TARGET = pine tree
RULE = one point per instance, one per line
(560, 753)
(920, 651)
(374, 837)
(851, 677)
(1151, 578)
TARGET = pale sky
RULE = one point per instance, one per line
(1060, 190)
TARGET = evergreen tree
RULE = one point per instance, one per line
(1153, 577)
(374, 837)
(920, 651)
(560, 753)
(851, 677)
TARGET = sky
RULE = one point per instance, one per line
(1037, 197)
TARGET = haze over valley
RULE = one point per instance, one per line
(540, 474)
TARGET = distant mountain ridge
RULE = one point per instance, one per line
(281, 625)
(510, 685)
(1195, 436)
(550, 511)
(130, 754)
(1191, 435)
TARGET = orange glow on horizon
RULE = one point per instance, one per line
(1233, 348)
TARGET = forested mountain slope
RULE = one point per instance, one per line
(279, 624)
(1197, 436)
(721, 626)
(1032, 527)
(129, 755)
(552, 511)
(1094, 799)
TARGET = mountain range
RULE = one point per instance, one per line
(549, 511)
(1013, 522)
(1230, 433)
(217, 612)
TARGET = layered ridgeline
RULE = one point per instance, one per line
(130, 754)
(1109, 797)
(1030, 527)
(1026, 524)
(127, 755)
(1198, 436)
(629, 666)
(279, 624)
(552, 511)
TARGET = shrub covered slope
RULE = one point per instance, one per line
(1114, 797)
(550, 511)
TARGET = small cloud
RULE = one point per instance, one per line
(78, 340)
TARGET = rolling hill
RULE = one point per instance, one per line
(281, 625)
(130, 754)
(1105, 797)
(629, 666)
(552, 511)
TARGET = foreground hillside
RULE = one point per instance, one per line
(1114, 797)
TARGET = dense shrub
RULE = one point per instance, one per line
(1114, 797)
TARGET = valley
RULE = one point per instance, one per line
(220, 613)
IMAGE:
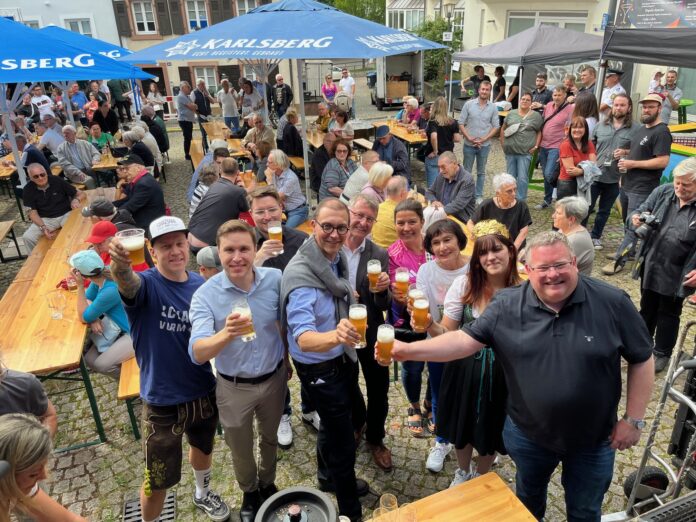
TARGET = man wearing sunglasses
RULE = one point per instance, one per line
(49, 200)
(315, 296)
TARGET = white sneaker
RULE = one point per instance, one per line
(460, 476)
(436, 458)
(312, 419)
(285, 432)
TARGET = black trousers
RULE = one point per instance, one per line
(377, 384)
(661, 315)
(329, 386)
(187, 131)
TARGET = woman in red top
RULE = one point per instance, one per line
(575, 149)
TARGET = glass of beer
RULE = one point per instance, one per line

--

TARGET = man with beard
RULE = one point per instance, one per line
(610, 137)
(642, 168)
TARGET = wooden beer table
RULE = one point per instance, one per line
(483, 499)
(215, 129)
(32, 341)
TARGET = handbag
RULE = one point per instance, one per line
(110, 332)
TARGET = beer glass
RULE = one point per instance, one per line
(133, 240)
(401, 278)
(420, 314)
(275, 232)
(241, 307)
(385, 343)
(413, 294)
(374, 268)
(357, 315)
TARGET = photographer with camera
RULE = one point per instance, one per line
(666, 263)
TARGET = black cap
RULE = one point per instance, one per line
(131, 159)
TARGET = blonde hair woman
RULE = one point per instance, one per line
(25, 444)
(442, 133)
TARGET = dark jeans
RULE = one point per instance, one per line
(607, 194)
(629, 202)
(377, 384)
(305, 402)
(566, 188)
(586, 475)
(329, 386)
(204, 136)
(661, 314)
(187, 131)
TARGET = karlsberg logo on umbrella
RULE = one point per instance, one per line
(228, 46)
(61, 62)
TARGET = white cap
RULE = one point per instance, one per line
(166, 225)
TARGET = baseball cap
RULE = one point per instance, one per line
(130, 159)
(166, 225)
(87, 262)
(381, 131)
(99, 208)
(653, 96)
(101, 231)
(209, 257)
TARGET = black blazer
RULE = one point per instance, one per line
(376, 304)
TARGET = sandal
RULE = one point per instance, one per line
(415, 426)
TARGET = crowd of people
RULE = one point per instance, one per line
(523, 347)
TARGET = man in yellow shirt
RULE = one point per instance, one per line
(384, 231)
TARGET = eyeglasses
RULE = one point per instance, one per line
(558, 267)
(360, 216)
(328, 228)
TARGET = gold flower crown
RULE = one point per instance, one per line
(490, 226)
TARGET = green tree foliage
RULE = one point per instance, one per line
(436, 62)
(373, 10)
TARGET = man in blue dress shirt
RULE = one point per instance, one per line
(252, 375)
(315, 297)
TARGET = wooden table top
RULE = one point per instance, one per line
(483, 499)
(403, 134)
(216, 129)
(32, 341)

** What to work on **
How many lines of the material above contain the string "shirt"? Reply with the count alone.

** Exercise output **
2